## INSTRUCTIONS FOR THE TASK
Every record below should be written out exactly; pictures stay out.

## DATA RECORDS

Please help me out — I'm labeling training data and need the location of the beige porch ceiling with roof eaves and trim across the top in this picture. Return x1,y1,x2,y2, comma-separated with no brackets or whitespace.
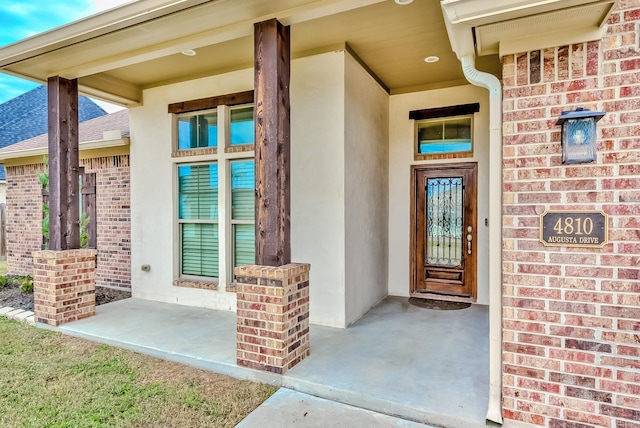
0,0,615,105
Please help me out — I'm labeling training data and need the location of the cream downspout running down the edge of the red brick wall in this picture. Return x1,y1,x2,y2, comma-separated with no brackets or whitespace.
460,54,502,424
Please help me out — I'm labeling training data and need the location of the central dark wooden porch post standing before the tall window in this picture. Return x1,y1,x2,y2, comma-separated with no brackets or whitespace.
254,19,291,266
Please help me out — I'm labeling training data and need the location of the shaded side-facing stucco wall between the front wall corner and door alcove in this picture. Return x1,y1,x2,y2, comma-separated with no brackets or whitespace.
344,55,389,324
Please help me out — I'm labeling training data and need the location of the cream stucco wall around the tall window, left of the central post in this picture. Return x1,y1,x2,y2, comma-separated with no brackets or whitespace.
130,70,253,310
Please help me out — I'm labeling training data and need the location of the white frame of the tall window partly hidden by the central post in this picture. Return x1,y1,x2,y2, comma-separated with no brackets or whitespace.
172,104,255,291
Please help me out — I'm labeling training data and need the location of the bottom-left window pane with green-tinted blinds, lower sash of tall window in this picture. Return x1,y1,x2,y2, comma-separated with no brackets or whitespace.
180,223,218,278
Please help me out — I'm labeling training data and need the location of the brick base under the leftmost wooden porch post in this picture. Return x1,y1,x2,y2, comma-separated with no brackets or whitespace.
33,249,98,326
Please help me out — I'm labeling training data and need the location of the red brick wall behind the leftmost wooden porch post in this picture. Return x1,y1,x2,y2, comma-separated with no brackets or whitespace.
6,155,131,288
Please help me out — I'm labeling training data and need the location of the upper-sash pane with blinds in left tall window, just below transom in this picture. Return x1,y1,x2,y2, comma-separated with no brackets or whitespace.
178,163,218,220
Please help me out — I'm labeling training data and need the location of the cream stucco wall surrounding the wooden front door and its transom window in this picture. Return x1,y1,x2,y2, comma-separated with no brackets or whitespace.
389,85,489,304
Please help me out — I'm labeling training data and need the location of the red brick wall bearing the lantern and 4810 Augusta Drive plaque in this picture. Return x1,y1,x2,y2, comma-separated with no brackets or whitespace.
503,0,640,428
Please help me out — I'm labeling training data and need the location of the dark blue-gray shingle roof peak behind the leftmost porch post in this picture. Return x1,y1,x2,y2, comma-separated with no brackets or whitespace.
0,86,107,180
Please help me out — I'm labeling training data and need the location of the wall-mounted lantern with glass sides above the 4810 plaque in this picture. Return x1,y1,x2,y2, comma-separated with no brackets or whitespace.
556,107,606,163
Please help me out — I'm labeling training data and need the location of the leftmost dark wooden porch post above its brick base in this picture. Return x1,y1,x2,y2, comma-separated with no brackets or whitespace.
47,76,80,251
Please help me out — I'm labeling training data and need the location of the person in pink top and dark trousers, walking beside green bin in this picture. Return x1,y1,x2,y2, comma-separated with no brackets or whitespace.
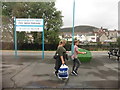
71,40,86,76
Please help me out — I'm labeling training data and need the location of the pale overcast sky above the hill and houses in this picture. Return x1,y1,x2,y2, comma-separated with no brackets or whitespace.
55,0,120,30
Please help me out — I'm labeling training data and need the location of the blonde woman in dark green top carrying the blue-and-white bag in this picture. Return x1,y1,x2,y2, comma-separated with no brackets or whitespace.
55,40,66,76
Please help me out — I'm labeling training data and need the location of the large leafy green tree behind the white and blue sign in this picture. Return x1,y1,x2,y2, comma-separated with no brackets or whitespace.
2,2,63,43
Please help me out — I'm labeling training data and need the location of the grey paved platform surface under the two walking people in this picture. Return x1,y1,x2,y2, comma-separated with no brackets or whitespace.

## TASK RESULT
Please help me out — I'm labeling training data and need the location of the beige porch ceiling with roof eaves and trim across the top in this picture. Return x1,y1,x2,y2, comma-separated with no brackets or whitespace.
0,0,615,105
Please help me out — I'm labeling training data and need the location of the cream downspout running down the edge of the red brick wall in this picture. Return x1,y1,x2,y2, comma-separated with no brackets or whitespace.
460,54,502,424
Please help me out — I'm labeling training data and need the location of the central dark wooden porch post standing before the tall window in this picture. Return x1,y1,x2,y2, comma-separated with no brackets or whitespace.
254,19,291,266
Please help me out — I'm labeling training data and need the location of the shaded side-facing stucco wall between the front wall corner and door alcove in this picture. Return x1,y1,x2,y2, comma-separated with no brackets or whitespace.
344,55,389,324
Please help me out — I'm labeling training data and need the location of the cream stucco wall around the tall window, left of the central post in this picture. Return x1,y1,x2,y2, comma-separated with no brackets or whitespace.
130,70,253,310
Please help me out — I'm labeling training data and need the location of the white frame of the tall window partly hidden by the central post in this picture. Return x1,y1,x2,y2, comma-separated with no brackets or whitespace.
172,104,255,291
Please help me out — I'm labeling training data and need the location of the bottom-left window pane with green-tinted blinds, lower sash of tall window in this picture. Return x1,y1,x2,y2, comma-separated with no brackets or whitespace.
180,223,218,278
Please help me out — I'm labeling training data and need the location of the brick base under the leftmost wooden porch post in this picture. Return x1,y1,x2,y2, comma-separated with no brackets or whitespace.
33,249,98,326
Please help me out — I'm labeling training data and need the location of the red brick wall behind the leftmost wooden porch post in this picture. Return x1,y1,x2,y2, comma-separated with no brackets or whitespace.
6,155,131,288
Please help me out — I'm labeling training data and need the location of the upper-sash pane with blinds in left tall window, just below transom in this picture. Return x1,y1,x2,y2, comma-separated with no brackets or whitespace.
178,163,218,220
Please help me out — I'm labeling training data and need the location of the cream stucco wall surrounding the wooden front door and its transom window in this picture. Return x1,y1,x2,y2, comma-separated with no brackets or whitespace.
389,85,489,304
Please help me out — I'm labeling training data and need the location of the red brick wall bearing the lantern and 4810 Augusta Drive plaque in this picture. Return x1,y1,x2,y2, comma-separated with no brackets or whitespace.
503,0,640,428
Please help me out — I'm labeling training data and need the location of the dark blue-gray shingle roof peak behind the leftmost porch post in this picture. Return x1,y1,x2,y2, comma-separated with no brackets or whitespace.
0,86,107,180
Please help me out — I'm labeling training data and need the location of the wall-mounted lantern with glass sides above the 4810 plaque in this picture. Return x1,y1,x2,y2, comma-separated with no brackets or whitespace.
556,107,606,163
Please help me out — I'm labeling training data and need the location of the leftmost dark wooden porch post above its brick base in this picture. Return x1,y1,x2,y2, comma-separated with no brackets or whitespace.
47,76,80,251
Please help me out — I'm labeling training data and need the location of the person in pink top and dark trousers, walking beside green bin in this picture. Return x1,y1,x2,y2, comma-separated with no brackets or whitespace.
71,40,86,76
Please help me out — I'm labeling training data and need the location of the pale overcast sky above the hill and houses in this picture. Return x1,y1,x2,y2, comma-separated with no brackets or whitespace.
55,0,120,30
Please help me out — I'm labeling training data and need the location of the blonde woman in dark green top carrying the blue-and-white bag in this picture. Return x1,y1,x2,y2, comma-separated with no brackets or whitespace.
55,40,66,76
Please help me out — I'm labeling training data and need the location of the large leafy green tree behind the white and blue sign in this picture. Return x1,y1,x2,y2, comma-separated with no brackets or whitespace.
2,2,63,43
Please help me out — I'm labeling training data and need the location of the grey paved platform surface under the two walking people in this picture. Return x1,y1,x2,y2, comma-separated with no brackets or whitespace.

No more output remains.